┌────────

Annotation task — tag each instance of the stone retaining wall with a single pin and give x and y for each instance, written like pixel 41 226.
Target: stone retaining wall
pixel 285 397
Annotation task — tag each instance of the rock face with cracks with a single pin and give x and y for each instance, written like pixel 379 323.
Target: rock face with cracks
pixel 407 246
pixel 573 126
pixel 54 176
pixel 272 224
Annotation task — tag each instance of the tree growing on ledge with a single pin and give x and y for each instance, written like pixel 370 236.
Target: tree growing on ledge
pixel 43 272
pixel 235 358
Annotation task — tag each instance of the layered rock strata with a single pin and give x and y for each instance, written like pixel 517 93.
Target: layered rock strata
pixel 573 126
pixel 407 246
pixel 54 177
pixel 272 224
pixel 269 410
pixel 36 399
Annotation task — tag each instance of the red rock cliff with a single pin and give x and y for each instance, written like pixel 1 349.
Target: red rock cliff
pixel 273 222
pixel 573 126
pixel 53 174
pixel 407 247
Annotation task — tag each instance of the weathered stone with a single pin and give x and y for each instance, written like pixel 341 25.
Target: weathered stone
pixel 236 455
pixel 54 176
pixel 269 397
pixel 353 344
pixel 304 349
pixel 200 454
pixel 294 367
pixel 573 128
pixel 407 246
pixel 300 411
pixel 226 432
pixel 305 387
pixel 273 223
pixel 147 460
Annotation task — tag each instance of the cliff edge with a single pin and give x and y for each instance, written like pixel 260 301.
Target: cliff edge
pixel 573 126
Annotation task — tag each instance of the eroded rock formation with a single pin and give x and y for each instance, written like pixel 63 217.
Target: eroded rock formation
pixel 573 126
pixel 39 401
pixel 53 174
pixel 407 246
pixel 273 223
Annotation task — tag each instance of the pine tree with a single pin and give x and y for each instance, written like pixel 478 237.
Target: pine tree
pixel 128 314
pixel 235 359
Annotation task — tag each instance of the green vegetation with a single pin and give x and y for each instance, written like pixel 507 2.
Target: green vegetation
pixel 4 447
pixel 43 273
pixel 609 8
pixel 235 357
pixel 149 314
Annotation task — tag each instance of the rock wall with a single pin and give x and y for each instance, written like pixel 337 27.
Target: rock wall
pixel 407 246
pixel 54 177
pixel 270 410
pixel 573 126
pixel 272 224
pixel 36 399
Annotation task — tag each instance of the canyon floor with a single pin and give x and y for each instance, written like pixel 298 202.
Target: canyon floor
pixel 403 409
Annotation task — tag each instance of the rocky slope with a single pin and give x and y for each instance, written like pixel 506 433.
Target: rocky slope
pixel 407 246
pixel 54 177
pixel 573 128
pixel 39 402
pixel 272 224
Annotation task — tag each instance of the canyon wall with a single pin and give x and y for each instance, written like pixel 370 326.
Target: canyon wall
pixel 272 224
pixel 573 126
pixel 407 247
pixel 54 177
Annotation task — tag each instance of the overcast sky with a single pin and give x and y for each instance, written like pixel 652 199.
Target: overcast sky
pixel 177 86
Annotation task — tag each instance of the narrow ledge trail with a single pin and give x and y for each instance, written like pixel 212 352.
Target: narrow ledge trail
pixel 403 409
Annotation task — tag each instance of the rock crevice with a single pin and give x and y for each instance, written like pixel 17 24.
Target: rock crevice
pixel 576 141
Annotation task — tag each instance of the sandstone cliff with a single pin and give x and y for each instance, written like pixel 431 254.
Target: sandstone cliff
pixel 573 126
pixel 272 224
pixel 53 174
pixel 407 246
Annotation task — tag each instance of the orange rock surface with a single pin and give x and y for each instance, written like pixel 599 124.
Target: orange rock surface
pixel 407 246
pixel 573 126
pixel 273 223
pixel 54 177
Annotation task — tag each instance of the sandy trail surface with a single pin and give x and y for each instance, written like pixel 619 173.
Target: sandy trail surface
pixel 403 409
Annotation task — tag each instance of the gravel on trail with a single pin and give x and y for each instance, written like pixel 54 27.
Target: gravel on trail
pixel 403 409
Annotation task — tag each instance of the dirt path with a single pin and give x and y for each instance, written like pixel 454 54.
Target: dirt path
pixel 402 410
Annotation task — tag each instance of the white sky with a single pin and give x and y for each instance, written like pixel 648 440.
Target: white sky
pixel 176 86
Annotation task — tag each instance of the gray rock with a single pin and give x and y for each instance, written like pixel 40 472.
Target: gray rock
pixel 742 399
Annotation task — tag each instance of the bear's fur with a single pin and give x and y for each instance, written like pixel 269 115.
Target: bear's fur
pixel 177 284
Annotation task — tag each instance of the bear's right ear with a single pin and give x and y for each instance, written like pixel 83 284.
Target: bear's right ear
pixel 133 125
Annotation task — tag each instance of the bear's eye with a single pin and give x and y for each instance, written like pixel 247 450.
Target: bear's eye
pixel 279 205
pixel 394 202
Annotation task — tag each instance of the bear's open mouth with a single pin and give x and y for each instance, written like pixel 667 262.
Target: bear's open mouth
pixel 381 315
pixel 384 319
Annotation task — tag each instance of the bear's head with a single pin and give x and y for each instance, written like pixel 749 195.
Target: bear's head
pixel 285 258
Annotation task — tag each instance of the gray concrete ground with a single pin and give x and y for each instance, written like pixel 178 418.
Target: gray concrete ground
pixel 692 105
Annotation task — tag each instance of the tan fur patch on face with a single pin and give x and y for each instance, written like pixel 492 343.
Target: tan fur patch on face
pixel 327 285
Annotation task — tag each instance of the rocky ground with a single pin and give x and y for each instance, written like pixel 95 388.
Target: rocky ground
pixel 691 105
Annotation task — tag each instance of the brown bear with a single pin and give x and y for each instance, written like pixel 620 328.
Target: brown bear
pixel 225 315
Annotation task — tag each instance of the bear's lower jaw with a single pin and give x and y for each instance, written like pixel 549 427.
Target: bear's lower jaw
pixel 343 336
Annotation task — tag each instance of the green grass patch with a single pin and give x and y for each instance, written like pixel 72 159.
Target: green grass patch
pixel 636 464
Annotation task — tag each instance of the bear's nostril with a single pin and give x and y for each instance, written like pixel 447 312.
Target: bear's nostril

└────────

* **EXERCISE DIRECTIONS**
Would you reproduce the material above exactly as it reads?

* **REPLY**
Annotation task — tag each instance of the stone retaining wall with a single pin and give x and y for each instance, written like pixel 41 226.
Target: stone retaining wall
pixel 285 397
Annotation task — tag each instance of the rock face with cracks with a single pin and give x and y for each instance, written like pixel 379 323.
Target: rock face with cracks
pixel 407 246
pixel 573 126
pixel 54 176
pixel 272 224
Annotation task — tag each instance of the tree growing on ledge with a single pin and give x and y for each instance, written like pixel 370 236.
Target: tree growing on ledge
pixel 43 272
pixel 235 358
Annotation task — tag each instance of the layered rock strata with a single pin and give x and y for each instance, written like pixel 517 93.
Target: layered rock strata
pixel 573 126
pixel 407 246
pixel 54 177
pixel 272 224
pixel 269 410
pixel 36 399
Annotation task — tag each instance of the red rock cliff with a single pin and give x and y for each instance, written like pixel 1 349.
Target: red rock cliff
pixel 273 222
pixel 573 126
pixel 53 174
pixel 407 247
Annotation task — tag each instance of the weathered stone with a single pin and give x and y for each instance, written like pixel 341 25.
Target: weathered stone
pixel 236 455
pixel 54 176
pixel 269 397
pixel 353 344
pixel 304 349
pixel 200 454
pixel 294 367
pixel 573 128
pixel 407 246
pixel 300 411
pixel 226 432
pixel 305 387
pixel 273 223
pixel 147 460
Annotation task — tag each instance of the cliff edge with a single pin and give x and y for each instance, written like pixel 260 301.
Target: cliff edge
pixel 573 126
Annotation task — tag each instance of the eroded rock formation with a single pin and give x and y for each instance, written like pixel 63 217.
Target: eroded rock formation
pixel 573 126
pixel 39 401
pixel 53 174
pixel 407 246
pixel 273 223
Annotation task — tag each instance of the pine tree with a single pin and give x and y for each instance, written like pixel 478 237.
Target: pine tree
pixel 128 314
pixel 235 359
Annotation task — tag each instance of the green vegetation with a single pin and give x and y for each instance, written like pixel 507 2.
Target: green vegetation
pixel 4 447
pixel 43 273
pixel 609 8
pixel 235 357
pixel 149 314
Annotation task — tag each instance of the rock wall with a single pin and give x and y for each instance, written like pixel 337 27.
Target: rock wall
pixel 407 246
pixel 54 177
pixel 270 410
pixel 573 126
pixel 272 224
pixel 36 399
Annotation task — tag each instance of the canyon floor with a single pin and give x and y for each instance, written like pixel 298 202.
Target: canyon floor
pixel 403 409
Annotation task — tag each instance of the rocky slope with a single pin and give x and y for each instance, written like pixel 506 433.
Target: rocky slope
pixel 407 246
pixel 54 177
pixel 573 128
pixel 39 402
pixel 272 224
Annotation task — tag each instance of the canyon wall with a single pin and give x and y for each instance, written like pixel 370 326.
Target: canyon wall
pixel 272 224
pixel 573 126
pixel 407 247
pixel 54 177
Annotation task — tag each instance of the overcast sky with a single pin and give x and y for each instance, written like pixel 652 199.
Target: overcast sky
pixel 177 86
Annotation task — tag each instance of the narrow ledge trail with a single pin and give x and y for each instance, written like pixel 212 352.
Target: narrow ledge trail
pixel 403 409
Annotation task — tag each instance of the rock crevice with a single pin and give x and y for each instance, written like pixel 17 24.
Target: rock crevice
pixel 576 141
Annotation task — tag each instance of the sandstone cliff with a single pin and give x and y for each instance, written like pixel 431 254.
Target: sandstone cliff
pixel 573 126
pixel 272 224
pixel 53 174
pixel 407 246
Annotation task — tag each instance of the orange rock surface with a single pin and give x and y for each instance, written like pixel 599 124.
Target: orange rock surface
pixel 407 246
pixel 573 126
pixel 273 223
pixel 54 177
Annotation task — tag each instance of the sandy trail surface with a single pin and give x and y for each instance, written like pixel 619 173.
Target: sandy trail surface
pixel 403 409
Annotation task — tag each instance of the gravel on trail with a single pin and give x and y for each instance, written like pixel 54 27.
Target: gravel on trail
pixel 403 409
Annotation task — tag each instance of the dirt path with a single pin and give x and y for each instance, written like pixel 454 54.
Target: dirt path
pixel 402 410
Annotation task — tag each instance of the white sky with a single pin and give x and y for each instance, written like pixel 648 440.
Target: white sky
pixel 176 86
Annotation task — tag each instance of the gray rock with a single pin and give x and y for each instance, written like pixel 40 472.
Target: gray rock
pixel 742 399
Annotation task — tag each instance of the bear's fur with a single pin and give x and y for each instance, written like pixel 269 115.
Target: bear's fur
pixel 177 284
Annotation task — tag each instance of the bear's right ear with a single pin and give x and y for each instance, written like pixel 83 284.
Target: bear's right ear
pixel 133 125
Annotation task — tag each instance of the bear's eye with a single pin and give x and y for each instance, written like pixel 247 450.
Target: bear's eye
pixel 279 205
pixel 394 202
Annotation task — tag each instance of the bear's open mouth with a single pin and give x and y for each instance, written like pixel 667 262.
Target: bear's open mouth
pixel 381 315
pixel 384 319
Annotation task — tag each instance of the bear's head with a single pin and give x and y for each instance, written like pixel 749 195.
Target: bear's head
pixel 285 258
Annotation task — tag each instance of the gray concrete ground with a single pin and give x and y for each instance, written like pixel 178 418.
Target: gray concrete ground
pixel 692 105
Annotation task — tag each instance of the tan fur patch on face with a single pin and give x and y for each instance, written like pixel 492 343.
Target: tan fur patch on face
pixel 327 285
Annotation task — tag each instance of the rocky ground with a single pin and give x and y for each instance, written like pixel 95 388.
Target: rocky ground
pixel 691 105
Annotation task — tag each instance of the brown bear with a single pin and give x and y for each instance, written like pixel 620 328.
Target: brown bear
pixel 225 315
Annotation task — tag each instance of the bear's lower jaw with a single pin and give x and y for each instance, written like pixel 549 427.
Target: bear's lower jaw
pixel 343 336
Annotation task — tag each instance of the green grass patch with a single pin and give x and y for each instance, written like pixel 72 159.
Target: green grass patch
pixel 636 464
Annotation task — tag each instance of the bear's nostril with a single pin and give x and y for each instance, written like pixel 447 312.
Target: bear's nostril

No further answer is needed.